__Reading text__.
Photograph courtesy of Mick Griffiths
The House Of Love were always best friends with Kipling’s twin imposters. The London quartet signed to Creation when they were impresario Alan McGee’s next big hope. In a puzzling conflict of interest, McGee was both their label boss and manager, as he had been for The Jesus And Mary Chain when trading them to Warner Brothers two years earlier, in 1985. Both the Mary Chain and The House Of Love could trace their lineage back to the Velvet Underground’s debut album, but HoL seemed outwardly less brittle and, perhaps, less likely to admit to heavy drug use in the American media.
Importantly for McGee, the House Of Love wanted to be a big, international act, in a pre-Oasis indie scene where ambition was considered insufferably gauche. Lead singer and songwriter Guy Chadwick had just turned 30, was on his second marriage, with a child on the way, and had spent the 80s driving vans around London, working for a shopfitter’s and playing in a string of disappointing bands, at best supporting never-weres like Spear Of Destiny. He knew all about disaster, and was desperate for triumph.
Living a military child’s itinerant lifestyle (the first record Chadwick can remember hearing is Rolf Harris’ ‘Sun Arise’, possibly on a Singaporean radio, the first band he loved was The Doors) he didn’t really get heavily into music until 1978, when punk reached his then-hometown Rugby. “That’s when it really hit me,” he recalls. “I’d started going to see pompous rock bands like Deep Purple, obviously amazing bands but fucking boring live, just watching drummers do drum solos. Pathetic. It’s really arrogant and it’s, so fucking what?”

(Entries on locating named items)

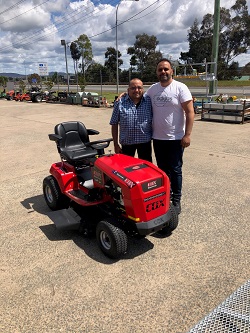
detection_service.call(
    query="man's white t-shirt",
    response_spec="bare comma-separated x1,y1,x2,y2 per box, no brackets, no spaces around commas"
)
146,80,192,140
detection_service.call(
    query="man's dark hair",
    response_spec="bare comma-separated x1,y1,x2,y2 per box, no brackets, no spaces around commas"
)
156,58,173,68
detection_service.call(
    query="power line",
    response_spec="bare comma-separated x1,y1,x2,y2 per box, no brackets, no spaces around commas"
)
0,0,26,15
1,0,166,51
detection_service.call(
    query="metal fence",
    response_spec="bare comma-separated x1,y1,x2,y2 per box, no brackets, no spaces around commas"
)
188,280,250,333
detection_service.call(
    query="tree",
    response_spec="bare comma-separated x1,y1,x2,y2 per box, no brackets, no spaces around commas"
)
0,76,8,90
180,0,250,79
28,73,42,88
75,34,93,79
104,47,123,82
127,33,162,81
44,78,54,90
70,42,81,87
86,62,108,83
19,80,26,93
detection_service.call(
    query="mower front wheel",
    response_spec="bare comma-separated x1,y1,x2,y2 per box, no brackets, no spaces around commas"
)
158,203,179,236
43,176,70,210
96,219,128,259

__Set problem 1__. Rewrite the records, changing "man's" to "person's" and leaving everything else as it is; leave out the pictures.
__Set problem 2__. Continue the article about Guy Chadwick and The House Of Love, picking up after its final sentence.
The article and the records were drawn from separate sources.

__Task output 1__.
detection_service.call(
    query="person's white t-shirt",
    response_spec="bare comma-separated x1,y1,x2,y2 per box, no brackets, no spaces around commas"
)
146,80,192,140
detection_service.call(
    query="person's dark hair",
    response_spec="bare comma-separated x1,y1,x2,y2 per box, no brackets, no spaces around commas"
)
156,58,173,68
detection_service.call(
    query="power line",
    response_spec="bare comma-separated x1,y1,x2,y2 per box, no brackets, no spaces around commas"
)
0,0,26,15
1,0,166,51
detection_service.call(
    query="metal fence",
    response_spec="bare comma-separated x1,y1,x2,y2 per box, no brackets, no spaces around commas"
)
188,280,250,333
detection_service.call(
    query="tree",
    response_spec="bare comma-separated x1,y1,x2,y2 per box, no brackets, no spaces around commas"
)
0,76,8,90
180,0,250,79
28,73,42,88
75,34,93,79
104,47,123,82
127,33,162,81
44,78,54,90
70,42,81,87
86,62,108,83
19,80,26,93
detection_service.call(
    query="mower front wheel",
    response_spec="bare comma-separated x1,y1,x2,y2 per box, no brackets, no spaces around commas"
)
158,203,179,236
43,176,70,210
96,219,128,259

__Task output 2__.
The early House Of Love line-up settled around extravagantly talented and youthful guitarist Terry Bickers alongside rhythm players Chris Groothuizen and Pete Evans, although the welcome female influence of Andrea Heukamp disappeared after the first year. It wasn’t really punk, and it wasn’t quite the Velvets, but the band carved out a significant space for themselves musically.
Success came on quickly, as if forced by divinity, yet it disintegrated quicker, withered under a gypsy curse. In 1988 the band released the still-remarkable ‘Christine’, topped John Peel’s Festive Fifty with their fourth single, the tense, disturbed, ‘Destroy The Heart’, and issued an astonishing, 30-minute debut album of uniquely unhinged anthems and luminous, eerie ballads. It soon became Creation’s biggest-ever seller.
Yet Bickers soon suffered a very public and horrible breakdown, leaving the band after 18 months’ work on the second, major label album, amidst lurid tales of burning money and drug-induced psychosis. The band became stranded between two equally stormy seas – too big for indie, too indie for rock. Their lack of fellow travellers, such a bonus in the beginning, counted against them when the music press became increasingly fascinated by a succession of team-player fads, from indie-dance to shoegaze to grunge.
Chadwick continued with varying lineups, recycling old songs he’d written in the 80s and releasing two more very good albums (although 1992’s Babe Rainbow, he estimates, cost a jaw-dropping £250,000), yet watching their fanbase and media support gently melting away, until an inevitable split in 1993.
He spiralled. “I had a period of a few years where I was very depressed,” he says. “It was kind of because of what happened, but it was more that I realised suddenly that I wasn’t thinking straight, and it was a nasty shock to the system. I just couldn’t cope with it. I’d been living in quite a deluded state for a long time, I’d been smoking dope constantly for three years and I just wasn’t in reality at all.”
He’d always had a troubled relationship with drugs since trying LSD aged just 15. “I didn’t enjoy it really,” he remembers, “It was amazing, it was really strong, your first trip usually is, it was really intense, it went on and on. It was… uncomfortable. I don’t think drugs bring out a great side of me. I shouldn’t have taken them. I did a line of coke about five years ago and I just fell asleep. That just sums up drugs and me.”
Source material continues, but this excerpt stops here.